Markets likely to taste a good bounce back after three days of decline

21 Aug 2013 Evaluate

The Indian markets went through a choppy last session, there were lots of recovery attempt however they met with selling at higher levels that once again pulled the markets lower. Today, the start is likely to be good and markets may bounce back after three straight sessions of plunge with Reserve Bank of India (RBI) signaling a partial relaxation in its tight money policy by announcing slew of measures to ease liquidity, including Rs 8,000 crore bond buyback, to ensure adequate credit flow to the productive sectors. RBI also relaxed the SLR requirement by allowing banks to retain SLR holdings in Held To Maturity (HTM) bonds category at 24.5 per cent until further instructions. Meanwhile, the finance minister met top officials like government advisers and secretaries. Prime Minister's Economic Advisory Council Chairman, Planning Commission Deputy Chairman for the second day in succession discussing the current economic situation. Traders will be watching the rupee and the bond market for further cues. However, there will be some cautiousness too, as the global rating agency Standard & Poor's has said that it will maintain negative outlook for the country as currency depreciation is adversely impacting investor confidence.

TASK INSTRUCTIONS :: Can you reproduce the Indian market outlook above word for word, from its headline through the last sentence?

PROVIDED MATERIAL ::

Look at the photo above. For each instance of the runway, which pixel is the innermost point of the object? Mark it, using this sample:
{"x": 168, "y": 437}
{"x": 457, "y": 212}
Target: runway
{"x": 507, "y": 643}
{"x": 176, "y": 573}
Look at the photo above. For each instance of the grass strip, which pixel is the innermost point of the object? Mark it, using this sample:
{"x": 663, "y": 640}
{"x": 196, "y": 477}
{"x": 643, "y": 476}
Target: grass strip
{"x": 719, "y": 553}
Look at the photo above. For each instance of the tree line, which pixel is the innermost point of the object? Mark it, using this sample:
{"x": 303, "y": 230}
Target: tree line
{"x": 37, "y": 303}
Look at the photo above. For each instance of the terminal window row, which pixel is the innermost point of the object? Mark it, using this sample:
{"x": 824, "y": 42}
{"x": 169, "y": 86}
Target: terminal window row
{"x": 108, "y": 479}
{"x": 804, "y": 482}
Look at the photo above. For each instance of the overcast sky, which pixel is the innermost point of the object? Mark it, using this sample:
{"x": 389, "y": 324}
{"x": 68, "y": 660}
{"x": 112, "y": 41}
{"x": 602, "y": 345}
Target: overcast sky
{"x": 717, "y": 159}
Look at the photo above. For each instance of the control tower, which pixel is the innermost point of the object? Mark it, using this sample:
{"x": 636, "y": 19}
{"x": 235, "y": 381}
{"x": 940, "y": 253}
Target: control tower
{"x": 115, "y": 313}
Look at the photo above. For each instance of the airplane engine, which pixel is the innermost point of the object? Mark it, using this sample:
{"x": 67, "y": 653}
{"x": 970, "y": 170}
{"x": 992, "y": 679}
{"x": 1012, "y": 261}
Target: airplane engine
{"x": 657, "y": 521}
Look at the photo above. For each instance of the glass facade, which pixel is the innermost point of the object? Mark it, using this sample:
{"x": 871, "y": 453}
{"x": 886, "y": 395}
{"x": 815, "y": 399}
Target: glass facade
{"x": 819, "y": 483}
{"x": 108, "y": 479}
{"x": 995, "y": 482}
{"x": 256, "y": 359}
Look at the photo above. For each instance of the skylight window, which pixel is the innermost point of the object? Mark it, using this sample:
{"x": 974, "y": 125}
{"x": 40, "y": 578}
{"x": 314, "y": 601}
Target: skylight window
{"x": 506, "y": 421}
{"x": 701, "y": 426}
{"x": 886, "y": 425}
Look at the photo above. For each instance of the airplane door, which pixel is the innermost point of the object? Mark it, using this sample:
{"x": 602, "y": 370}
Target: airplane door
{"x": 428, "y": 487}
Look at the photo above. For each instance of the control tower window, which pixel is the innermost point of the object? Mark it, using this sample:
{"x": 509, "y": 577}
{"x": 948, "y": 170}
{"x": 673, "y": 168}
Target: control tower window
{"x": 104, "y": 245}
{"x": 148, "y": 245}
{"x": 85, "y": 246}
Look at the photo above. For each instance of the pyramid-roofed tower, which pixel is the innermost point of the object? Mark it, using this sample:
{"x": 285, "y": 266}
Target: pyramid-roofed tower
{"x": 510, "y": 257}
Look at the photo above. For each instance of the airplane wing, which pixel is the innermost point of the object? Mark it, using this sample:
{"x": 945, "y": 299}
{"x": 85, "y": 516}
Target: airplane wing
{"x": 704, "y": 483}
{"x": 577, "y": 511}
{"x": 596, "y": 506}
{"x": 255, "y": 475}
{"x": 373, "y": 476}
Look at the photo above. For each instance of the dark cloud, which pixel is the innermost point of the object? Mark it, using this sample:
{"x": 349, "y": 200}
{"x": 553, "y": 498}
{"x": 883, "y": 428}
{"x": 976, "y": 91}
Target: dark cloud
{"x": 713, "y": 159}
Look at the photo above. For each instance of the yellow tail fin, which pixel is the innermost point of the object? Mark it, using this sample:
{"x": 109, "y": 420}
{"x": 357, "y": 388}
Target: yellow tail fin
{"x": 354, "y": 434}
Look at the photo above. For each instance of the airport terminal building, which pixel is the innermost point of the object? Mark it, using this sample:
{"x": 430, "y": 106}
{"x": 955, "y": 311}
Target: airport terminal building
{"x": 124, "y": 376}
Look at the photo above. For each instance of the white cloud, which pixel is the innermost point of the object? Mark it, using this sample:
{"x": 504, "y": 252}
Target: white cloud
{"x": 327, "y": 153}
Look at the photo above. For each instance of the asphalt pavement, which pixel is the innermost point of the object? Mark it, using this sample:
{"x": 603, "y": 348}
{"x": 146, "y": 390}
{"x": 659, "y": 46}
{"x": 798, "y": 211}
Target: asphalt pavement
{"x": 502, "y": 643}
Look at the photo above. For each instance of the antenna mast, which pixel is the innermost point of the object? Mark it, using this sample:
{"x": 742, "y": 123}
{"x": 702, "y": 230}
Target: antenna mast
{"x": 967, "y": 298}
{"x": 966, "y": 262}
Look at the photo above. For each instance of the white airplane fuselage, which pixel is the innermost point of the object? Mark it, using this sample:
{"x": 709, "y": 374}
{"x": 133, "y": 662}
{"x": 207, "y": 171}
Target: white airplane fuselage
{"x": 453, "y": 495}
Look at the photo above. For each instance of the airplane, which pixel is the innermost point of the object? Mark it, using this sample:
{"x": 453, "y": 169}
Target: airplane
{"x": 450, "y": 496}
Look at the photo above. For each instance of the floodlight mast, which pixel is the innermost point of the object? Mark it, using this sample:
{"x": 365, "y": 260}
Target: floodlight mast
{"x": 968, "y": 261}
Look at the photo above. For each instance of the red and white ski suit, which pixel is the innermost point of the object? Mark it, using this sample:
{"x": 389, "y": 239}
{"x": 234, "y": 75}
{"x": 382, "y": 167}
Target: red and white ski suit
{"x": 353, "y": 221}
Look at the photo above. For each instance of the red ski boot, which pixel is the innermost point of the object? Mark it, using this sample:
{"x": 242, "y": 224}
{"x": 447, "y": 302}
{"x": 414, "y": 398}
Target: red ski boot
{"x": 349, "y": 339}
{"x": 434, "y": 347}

TASK RESPONSE ::
Markets likely to taste a good bounce back after three days of decline

21 Aug 2013 Evaluate

The Indian markets went through a choppy last session, there were lots of recovery attempt however they met with selling at higher levels that once again pulled the markets lower. Today, the start is likely to be good and markets may bounce back after three straight sessions of plunge with Reserve Bank of India (RBI) signaling a partial relaxation in its tight money policy by announcing slew of measures to ease liquidity, including Rs 8,000 crore bond buyback, to ensure adequate credit flow to the productive sectors. RBI also relaxed the SLR requirement by allowing banks to retain SLR holdings in Held To Maturity (HTM) bonds category at 24.5 per cent until further instructions. Meanwhile, the finance minister met top officials like government advisers and secretaries. Prime Minister's Economic Advisory Council Chairman, Planning Commission Deputy Chairman for the second day in succession discussing the current economic situation. Traders will be watching the rupee and the bond market for further cues. However, there will be some cautiousness too, as the global rating agency Standard & Poor's has said that it will maintain negative outlook for the country as currency depreciation is adversely impacting investor confidence.